▶ [Challenge 1]:
Answer these questions about the peanut oil article:
(a) What share of the world's peanut oil production has the U.S. averaged?
(b) How many FST of peanuts did China buy to meet its oil need?
(c) What percentage of American homes have at least one jar of peanut butter?
▶ [Challenge 2]:
Reproduce the passage of the peanut oil article between "Our best export" and "will look elsewhere.", inclusive.

▶ [Extract provided]:
U.S. Participation In Peanut Oil Markets
Global production of peanuts runs approximately 50 million metric tons per year. The USDA’s Foreign Ag Service’s World Oilseeds Report predicts 50.5 MMT of production this year. The report shows the world crushes about 20 MMT of peanuts for oil each year, which is slightly less than 40%, and produces 6.29 MMT of oil per year. In recent years, the U.S. has produced about 5% of the world’s peanuts, yet we have averaged only 1.8% or 115,599 metric tons of oil production. We are not servicing an important market at home and internationally.
Our best export year was 2020 at 805,000 FST. Because of the poor-quality crop in 2019, shellers had low-quality peanuts to sell. China bought 389,000 FST to meet their oil need. The 2021 crop will be reserved for edible use. These peanuts are too expensive for China to use as oil, and they will look elsewhere.
The U.S. peanut market is extremely mature; 94% of American homes have at least one jar of peanut butter. Only modest rates of growth come from record levels of per capita consumption. Without significant exports, we do not have demand to justify growing 3-million-ton crops yearly. Segmenting part of our production to peanut oil would allow us to supply our domestic needs and make us more competitive in the international market.
The numbers must work for all parties. Efficiencies can be achieved in growing, handling and processing to make it feasible. To do so requires some bold steps and innovative thinking from farmers, breeders, economists, engineers and processors.

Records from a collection
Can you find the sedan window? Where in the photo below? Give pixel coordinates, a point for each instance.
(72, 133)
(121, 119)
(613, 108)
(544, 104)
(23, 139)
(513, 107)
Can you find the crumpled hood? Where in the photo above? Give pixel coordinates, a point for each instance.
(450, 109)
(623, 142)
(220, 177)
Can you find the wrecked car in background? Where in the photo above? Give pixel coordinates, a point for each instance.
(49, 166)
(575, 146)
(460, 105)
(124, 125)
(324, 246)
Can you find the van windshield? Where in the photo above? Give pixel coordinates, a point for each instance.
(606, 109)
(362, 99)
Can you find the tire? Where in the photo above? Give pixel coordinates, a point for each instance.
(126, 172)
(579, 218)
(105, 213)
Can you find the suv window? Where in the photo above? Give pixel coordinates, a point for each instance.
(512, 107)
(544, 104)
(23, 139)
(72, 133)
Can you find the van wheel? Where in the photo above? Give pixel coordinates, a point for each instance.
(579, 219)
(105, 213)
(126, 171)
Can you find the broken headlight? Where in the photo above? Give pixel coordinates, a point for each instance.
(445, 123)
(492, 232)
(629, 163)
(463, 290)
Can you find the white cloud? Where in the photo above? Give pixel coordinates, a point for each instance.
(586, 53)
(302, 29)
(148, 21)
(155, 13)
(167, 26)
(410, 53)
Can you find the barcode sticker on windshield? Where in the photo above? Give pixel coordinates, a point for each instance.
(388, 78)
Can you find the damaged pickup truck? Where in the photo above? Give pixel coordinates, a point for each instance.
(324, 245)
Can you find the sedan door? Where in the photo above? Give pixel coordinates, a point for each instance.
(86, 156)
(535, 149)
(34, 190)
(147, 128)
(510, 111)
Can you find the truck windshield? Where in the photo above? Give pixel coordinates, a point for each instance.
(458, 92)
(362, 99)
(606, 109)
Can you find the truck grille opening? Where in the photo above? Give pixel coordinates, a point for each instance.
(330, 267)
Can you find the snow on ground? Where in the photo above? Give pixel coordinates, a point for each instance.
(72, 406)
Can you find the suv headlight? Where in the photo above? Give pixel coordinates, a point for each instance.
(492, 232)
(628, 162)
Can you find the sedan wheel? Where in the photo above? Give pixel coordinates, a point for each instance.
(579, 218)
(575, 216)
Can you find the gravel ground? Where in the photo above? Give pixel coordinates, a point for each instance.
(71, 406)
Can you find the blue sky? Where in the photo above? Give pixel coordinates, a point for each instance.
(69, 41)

▶ [Exercise response 1]:
(a) 1.8%, or 115,599 metric tons
(b) 389,000 FST
(c) 94%

▶ [Exercise response 2]:
Our best export year was 2020 at 805,000 FST. Because of the poor-quality crop in 2019, shellers had low-quality peanuts to sell. China bought 389,000 FST to meet their oil need. The 2021 crop will be reserved for edible use. These peanuts are too expensive for China to use as oil, and they will look elsewhere.